● CONSEGNA A
Seleziona e copia ogni riga dei record che contiene la parola "yellow". Conta anche la differenza tra maiuscole e minuscole.

● DOCUMENTO
┄┄┄┄┄┄┄┄┄┄┄┄┄┄┄┄┄┄┄┄
Cosa perturba le orbite di alcuni corpi transnettuniani là al confine del Sistema solare? È l’attrazione gravitazionale di un mondo sconosciuto – l’ormai mitico Planet Nine, che gli astronomi inseguono da anni senza successo? O è quella della Via Lattea che, a certe distanze, si comporterebbe non come previsto da Newton ma come ipotizza la teoria alternativa proposta dal fisico israeliano Mordehai Milgrom – e diventata celebre con il nome di Mond? Ruota attorno a queste due ipotesi un lavoro teorico pubblicato a fine settembre su The Astronomical Journal da una coppia di astrofisici statunitensi, Katherine Brown dell’Hamilton College e Harsh Mathur della Case Western Reserve University. E la conclusione alla quale giungono è che la Mond, messa a punto per spiegare la curva di rotazione delle galassie senza dover fare ricorso alla materia oscura, potrebbe mostrare i suoi effetti anche nel Sistema solare esterno.
Una conclusione da prendere con le pinze, e i primi a sottolinearlo sono gli stessi autori dell’articolo. Sia per il ridotto insieme di dati sui quali si basa lo studio, sia perché le due ipotesi prese in considerazione dai due scienziati sono solo alcune delle possibili spiegazioni: molte altre potrebbero rivelarsi corrette – a partire da quelle di chi sostiene che le anomalie orbitali osservate nella fascia di Kuiper siano il frutto di errori d’osservazione o di selezione, per esempio. «Indipendentemente dal risultato», nota comunque Brown, «questo lavoro evidenzia il potenziale rappresentato dal Sistema solare esterno come laboratorio per testare la gravità e studiare i problemi fondamentali della fisica».
Vediamo dunque come Brown e Mathur sono giunti alla loro conclusione, e ancor più come abbiano deciso di intraprendere questa insolita linea di ricerca. La revisione della dinamica newtoniana proposta dalla Mond, principalmente come alternativa alla materia oscura, mostrerebbe infatti i suoi effetti là dove la forza gravitazionale è molto debole: ai confini delle galassie a spirale, per esempio, o negli ammassi aperti. L’idea di verificare se potesse mostrare la sua eventuale influenza anche nei nostri paraggi, diciamo, è venuta ai due astrofisici proprio con la scoperta, annunciata nel 2016, di perturbazioni orbitali nella fascia di Kuiper, da molti attribuite a un possibile nono pianeta.
┄┄┄┄┄┄┄┄┄┄┄┄┄┄┄┄┄┄┄┄
Voci di dati salvate
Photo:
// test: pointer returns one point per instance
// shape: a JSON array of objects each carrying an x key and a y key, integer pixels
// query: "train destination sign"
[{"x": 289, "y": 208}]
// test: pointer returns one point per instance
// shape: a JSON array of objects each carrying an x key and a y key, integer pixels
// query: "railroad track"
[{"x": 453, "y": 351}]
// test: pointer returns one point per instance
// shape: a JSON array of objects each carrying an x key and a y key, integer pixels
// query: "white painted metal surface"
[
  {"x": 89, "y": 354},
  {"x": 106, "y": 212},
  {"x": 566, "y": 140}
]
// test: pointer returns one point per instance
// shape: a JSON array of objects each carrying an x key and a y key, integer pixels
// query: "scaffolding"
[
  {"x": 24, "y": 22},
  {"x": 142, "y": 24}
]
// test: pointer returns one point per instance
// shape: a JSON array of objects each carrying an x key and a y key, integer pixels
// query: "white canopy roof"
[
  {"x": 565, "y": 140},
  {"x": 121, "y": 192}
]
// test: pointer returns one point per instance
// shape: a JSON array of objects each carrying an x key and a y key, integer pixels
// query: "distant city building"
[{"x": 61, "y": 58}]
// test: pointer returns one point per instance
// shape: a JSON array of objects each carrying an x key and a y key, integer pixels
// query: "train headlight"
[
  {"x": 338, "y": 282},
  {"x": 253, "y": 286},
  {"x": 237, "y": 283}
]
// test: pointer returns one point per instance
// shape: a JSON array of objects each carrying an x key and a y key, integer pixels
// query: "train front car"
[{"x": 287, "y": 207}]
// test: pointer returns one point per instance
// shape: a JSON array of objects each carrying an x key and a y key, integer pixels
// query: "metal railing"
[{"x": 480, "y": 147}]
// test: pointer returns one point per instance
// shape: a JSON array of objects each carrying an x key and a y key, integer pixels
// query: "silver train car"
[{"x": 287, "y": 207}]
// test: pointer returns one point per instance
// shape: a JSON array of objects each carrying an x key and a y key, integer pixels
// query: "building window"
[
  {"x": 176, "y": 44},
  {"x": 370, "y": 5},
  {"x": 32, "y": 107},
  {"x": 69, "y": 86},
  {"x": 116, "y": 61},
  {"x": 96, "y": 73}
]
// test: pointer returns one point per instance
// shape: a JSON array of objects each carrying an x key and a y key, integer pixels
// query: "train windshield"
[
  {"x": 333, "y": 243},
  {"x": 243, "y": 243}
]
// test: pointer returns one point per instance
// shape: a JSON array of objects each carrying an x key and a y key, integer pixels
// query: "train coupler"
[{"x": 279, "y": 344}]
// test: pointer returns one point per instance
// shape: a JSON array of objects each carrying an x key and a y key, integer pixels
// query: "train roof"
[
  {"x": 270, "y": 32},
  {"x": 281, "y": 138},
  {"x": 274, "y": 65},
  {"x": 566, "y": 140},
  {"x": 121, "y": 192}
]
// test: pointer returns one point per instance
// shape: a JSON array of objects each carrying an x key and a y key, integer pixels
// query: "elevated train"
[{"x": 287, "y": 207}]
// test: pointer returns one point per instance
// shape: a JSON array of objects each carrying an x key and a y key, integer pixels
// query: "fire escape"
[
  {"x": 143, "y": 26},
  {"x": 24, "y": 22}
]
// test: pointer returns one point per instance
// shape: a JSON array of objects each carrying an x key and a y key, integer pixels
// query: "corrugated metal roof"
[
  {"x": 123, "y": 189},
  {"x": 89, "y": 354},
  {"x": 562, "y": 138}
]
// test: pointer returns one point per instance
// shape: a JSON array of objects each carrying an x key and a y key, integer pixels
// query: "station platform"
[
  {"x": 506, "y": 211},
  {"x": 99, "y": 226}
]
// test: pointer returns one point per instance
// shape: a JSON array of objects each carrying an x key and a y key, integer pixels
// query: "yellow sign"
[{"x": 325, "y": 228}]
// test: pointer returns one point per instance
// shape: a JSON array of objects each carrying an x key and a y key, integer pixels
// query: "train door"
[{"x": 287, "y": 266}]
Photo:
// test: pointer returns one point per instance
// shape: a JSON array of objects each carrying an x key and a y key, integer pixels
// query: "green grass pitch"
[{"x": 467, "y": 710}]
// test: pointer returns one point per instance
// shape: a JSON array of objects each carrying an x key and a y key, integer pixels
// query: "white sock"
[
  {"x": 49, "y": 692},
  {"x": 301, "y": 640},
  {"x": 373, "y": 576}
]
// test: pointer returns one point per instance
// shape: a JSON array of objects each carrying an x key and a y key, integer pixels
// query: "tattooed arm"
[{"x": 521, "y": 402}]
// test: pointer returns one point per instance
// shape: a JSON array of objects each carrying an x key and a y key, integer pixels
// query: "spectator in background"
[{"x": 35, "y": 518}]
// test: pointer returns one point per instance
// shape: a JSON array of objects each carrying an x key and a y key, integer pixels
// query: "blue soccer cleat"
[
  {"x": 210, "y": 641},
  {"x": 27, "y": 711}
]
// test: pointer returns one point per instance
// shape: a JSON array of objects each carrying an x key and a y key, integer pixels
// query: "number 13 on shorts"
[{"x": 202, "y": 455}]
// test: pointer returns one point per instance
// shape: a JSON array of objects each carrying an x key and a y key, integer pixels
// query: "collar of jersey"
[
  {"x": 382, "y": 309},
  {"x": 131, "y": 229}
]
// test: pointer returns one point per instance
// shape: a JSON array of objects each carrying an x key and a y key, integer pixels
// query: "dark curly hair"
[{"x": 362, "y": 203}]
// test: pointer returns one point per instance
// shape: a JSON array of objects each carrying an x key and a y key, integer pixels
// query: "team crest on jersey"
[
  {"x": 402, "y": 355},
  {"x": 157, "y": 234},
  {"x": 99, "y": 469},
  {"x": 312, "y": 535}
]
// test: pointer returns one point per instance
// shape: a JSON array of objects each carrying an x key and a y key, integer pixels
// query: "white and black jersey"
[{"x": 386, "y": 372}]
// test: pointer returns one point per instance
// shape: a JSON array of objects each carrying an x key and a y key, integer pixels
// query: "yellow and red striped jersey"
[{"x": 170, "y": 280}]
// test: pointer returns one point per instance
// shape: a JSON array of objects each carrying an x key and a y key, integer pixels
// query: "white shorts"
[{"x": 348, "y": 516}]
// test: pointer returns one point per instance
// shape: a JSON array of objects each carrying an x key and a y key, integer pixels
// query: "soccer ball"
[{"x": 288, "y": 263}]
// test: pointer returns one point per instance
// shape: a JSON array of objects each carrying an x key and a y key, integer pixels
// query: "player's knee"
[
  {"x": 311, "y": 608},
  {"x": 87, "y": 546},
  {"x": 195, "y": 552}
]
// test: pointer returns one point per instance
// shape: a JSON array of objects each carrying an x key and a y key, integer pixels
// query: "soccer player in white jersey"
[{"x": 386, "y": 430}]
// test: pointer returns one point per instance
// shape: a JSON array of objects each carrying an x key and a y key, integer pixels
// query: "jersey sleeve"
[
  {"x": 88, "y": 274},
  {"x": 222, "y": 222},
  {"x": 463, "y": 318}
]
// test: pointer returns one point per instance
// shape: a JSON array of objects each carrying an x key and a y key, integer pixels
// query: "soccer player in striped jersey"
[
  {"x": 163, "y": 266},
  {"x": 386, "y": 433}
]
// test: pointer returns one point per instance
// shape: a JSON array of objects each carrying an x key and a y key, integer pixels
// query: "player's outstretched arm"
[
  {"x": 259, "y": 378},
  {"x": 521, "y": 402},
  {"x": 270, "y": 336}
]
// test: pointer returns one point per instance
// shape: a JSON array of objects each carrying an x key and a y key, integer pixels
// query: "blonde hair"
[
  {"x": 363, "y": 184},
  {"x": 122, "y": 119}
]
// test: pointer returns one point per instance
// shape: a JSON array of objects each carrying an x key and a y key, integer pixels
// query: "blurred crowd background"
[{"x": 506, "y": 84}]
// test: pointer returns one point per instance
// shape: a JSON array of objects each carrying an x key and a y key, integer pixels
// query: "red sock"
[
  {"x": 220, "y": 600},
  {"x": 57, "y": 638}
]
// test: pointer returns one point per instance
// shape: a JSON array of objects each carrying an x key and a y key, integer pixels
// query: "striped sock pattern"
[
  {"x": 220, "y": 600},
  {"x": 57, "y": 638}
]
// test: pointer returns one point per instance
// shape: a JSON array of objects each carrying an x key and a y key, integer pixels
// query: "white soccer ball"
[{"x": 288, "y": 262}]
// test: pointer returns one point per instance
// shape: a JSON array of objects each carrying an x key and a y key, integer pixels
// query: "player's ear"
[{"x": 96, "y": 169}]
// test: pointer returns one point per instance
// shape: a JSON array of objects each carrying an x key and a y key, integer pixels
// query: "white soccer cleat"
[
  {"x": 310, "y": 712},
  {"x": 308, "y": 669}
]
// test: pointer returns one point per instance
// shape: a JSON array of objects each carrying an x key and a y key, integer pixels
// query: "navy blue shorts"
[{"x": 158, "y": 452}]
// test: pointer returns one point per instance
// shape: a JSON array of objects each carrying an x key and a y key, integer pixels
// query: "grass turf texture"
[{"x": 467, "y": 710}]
┄┄┄┄┄┄┄┄┄┄┄┄┄┄┄┄┄┄┄┄
● CONSEGNA B
Stampa il brano dell'articolo sulle orbite transnettuniane che va da "Vediamo dunque come" fino a "possibile nono pianeta." compreso.

● RISPOSTA A
// query: "yellow sign"
// query: "yellow and red striped jersey"

● RISPOSTA B
Vediamo dunque come Brown e Mathur sono giunti alla loro conclusione, e ancor più come abbiano deciso di intraprendere questa insolita linea di ricerca. La revisione della dinamica newtoniana proposta dalla Mond, principalmente come alternativa alla materia oscura, mostrerebbe infatti i suoi effetti là dove la forza gravitazionale è molto debole: ai confini delle galassie a spirale, per esempio, o negli ammassi aperti. L’idea di verificare se potesse mostrare la sua eventuale influenza anche nei nostri paraggi, diciamo, è venuta ai due astrofisici proprio con la scoperta, annunciata nel 2016, di perturbazioni orbitali nella fascia di Kuiper, da molti attribuite a un possibile nono pianeta.